**TRAVAIL À FAIRE:**
A: D'après la notice biographique, quel métier exerçaient les grands-parents maternels de Marguerite Dumont ?
B: Restituez sans modification le passage de la notice biographique qui va de « Née le 3 janvier » à « et partisans (FTP). ».

**TEXTE PROPOSÉ:**
━━━━━━━━━━

ARLAUD Marguerite, née Dumont [Pseudonyme dans la Résistance : LINE ou GUITOU]

Par Eric Panthou

Née le 3 janvier 1926 à Thiers (Puy-de-Dôme) ; résistante au sein des Forces Unies de la Jeunesse Patriotique, agent de liaison pour les Francs-tireurs et partisans (FTP).

Les parents de Marguerite Dumont étaient bouchers. La famille était laïque mais Marguerite a fait sa communion. Elle vécut auprès de ses grands parents maternels dans le village de Chauchat jusqu’à l’age de six ans. Ils étaient monteurs de couteaux à domicile.
Marguerite vint ensuite vivre chez ses parents et alla à l’école de Turelet, son institutrice Madame Desserin la marqua à vie dans sa façon de penser, de faire. Marguerite assista à l’arrestation du mari de Madame Desserin, qui ne revint pas de déportation.
Titulaire du Certificat d’études, elle alla ensuite comme elle dit à l’école de Pétain, sort de Lycée professionnel thiernois où les jeunes filles apprenaient la cuisine, la couture. Ses parents étant bouchers, son père décida de ne pas lui faire suivre, au grand regret de marguerite, une école de cuisine, mais cela resta sa passion.
Elle s’est mariée le 5 décembre 1945 et eut deux filles nées en 1946 et 1951 qui, elles aussi, sont investies dans le travail de mémoire de la Résistance à travers leur action au sein du Cercle d’études de la deuxième guerre mondiale à Thiers et de l’ANACR.

Sous le régime de Pétain, c’est par le biais des amicales laïques que les jeunes thiernois continuent de s’organiser politiquement et sont amenés à faire le lien avec la Résistance.

━━━━━━━━━━

**DONNÉES SOURCES:**
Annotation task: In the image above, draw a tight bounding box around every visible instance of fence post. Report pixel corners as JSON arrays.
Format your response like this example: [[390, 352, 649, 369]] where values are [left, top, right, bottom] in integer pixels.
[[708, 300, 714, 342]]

━━━━━━━━━━

**CORRIGÉ:**
A: Ils étaient monteurs de couteaux à domicile.

B:
Née le 3 janvier 1926 à Thiers (Puy-de-Dôme) ; résistante au sein des Forces Unies de la Jeunesse Patriotique, agent de liaison pour les Francs-tireurs et partisans (FTP).